### [Texto proporcionado]
* * *

Habitación 211 (Pablo Iglesias, 2005)
Pablo Iglesias (Oviedo, 1974) propone un viaje al lado oscuro del ser humano para mostrar los aspectos más detestables de la ‘psique’, en un ejercicio de apropiación y divulgación de la propia desconfianza. Para ello, su instalación parte de un pasillo hexagonal, aislado del resto de la sala, donde el espectador podrá caminar y contemplar secuencialmente cinco monitores y una videocreación que, a modo de ‘cuadros en movimiento’, recrea metáforas visuales mediante personajes clónicos. Como él mismo indica, «lo que se pretende con esta instalación es dar a conocer una sub-realidad que está en la mente de cada uno de nosotros. Se trata de que el público se cuestione ideas preconcebidas sobre la enfermedad y el misterio que le rodea». Una escenificación con tres actrices completará el acceso a este ‘hotel’, concebido por y para la interacción directa del público.

* * *

[Datos de localización de objetos en lenguaje natural]
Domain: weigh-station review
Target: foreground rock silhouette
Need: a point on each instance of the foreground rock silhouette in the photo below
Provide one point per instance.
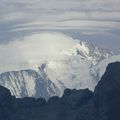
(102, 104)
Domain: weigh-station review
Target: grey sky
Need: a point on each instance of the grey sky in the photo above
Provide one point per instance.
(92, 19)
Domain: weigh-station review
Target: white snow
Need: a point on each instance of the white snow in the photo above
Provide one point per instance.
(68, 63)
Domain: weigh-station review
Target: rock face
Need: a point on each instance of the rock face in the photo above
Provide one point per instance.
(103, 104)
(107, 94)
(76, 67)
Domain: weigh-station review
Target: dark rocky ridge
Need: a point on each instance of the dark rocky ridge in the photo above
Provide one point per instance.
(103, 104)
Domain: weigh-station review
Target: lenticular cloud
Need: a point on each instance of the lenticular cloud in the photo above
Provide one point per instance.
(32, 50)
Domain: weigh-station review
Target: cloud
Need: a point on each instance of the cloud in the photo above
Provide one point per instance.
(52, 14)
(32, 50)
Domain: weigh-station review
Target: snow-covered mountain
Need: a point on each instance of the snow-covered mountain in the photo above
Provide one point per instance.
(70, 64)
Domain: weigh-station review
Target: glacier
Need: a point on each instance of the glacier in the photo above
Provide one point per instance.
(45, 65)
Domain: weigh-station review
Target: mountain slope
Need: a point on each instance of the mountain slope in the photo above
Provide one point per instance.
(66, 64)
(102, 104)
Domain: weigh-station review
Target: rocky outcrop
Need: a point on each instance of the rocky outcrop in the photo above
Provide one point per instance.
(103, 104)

* * *

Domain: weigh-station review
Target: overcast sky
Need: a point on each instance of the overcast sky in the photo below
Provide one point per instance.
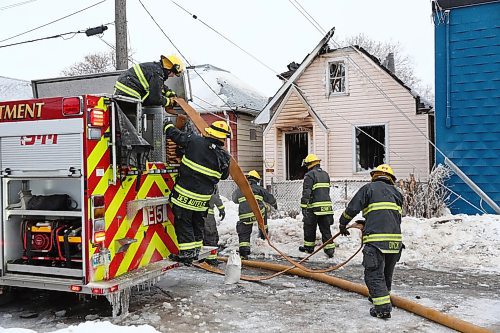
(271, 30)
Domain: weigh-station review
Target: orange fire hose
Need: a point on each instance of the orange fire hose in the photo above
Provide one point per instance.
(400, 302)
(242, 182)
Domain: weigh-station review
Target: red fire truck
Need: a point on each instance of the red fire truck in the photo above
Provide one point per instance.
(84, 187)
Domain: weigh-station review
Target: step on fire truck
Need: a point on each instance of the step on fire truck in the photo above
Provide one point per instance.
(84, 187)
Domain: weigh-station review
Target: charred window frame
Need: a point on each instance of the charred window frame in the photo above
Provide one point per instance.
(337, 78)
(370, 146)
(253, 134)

* * *

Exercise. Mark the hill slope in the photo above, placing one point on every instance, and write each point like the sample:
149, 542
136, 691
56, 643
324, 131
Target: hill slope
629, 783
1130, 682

* * *

### [Descripción de la tarea]
Prosiga el texto sobre la instalación «Habitación 211» de Pablo Iglesias a partir de la última oración.

### [Su respuesta]
Ángel Antonio Rodríguez
HABITACIÓN 211: EXTRANJERO DE UNO MISMO
Alfonso Palacio
El interesante trabajo que Pablo Iglesias viene realizando en los últimos tiempos confirma la idea, cada vez más extendida entre ciertos sectores de la crítica, de que la dinámica que impulsa el arte moderno y posmoderno se trata, en realidad, de una psico-dinámica. Esto resulta evidente tanto para la serie de cuadros que este creador presentó con motivo de la XVI edición de la Muestra de Artes Plásticas del Principado de Asturias, celebrada en 2005, y que le valieron la concesión del Premio Asturias Joven de la misma, como para la vídeo-instalación titulada Habitación 211, ganadora de una de las becas de la edición AlNorte’05. Esta última obra es, propiamente, la que este catálogo documenta.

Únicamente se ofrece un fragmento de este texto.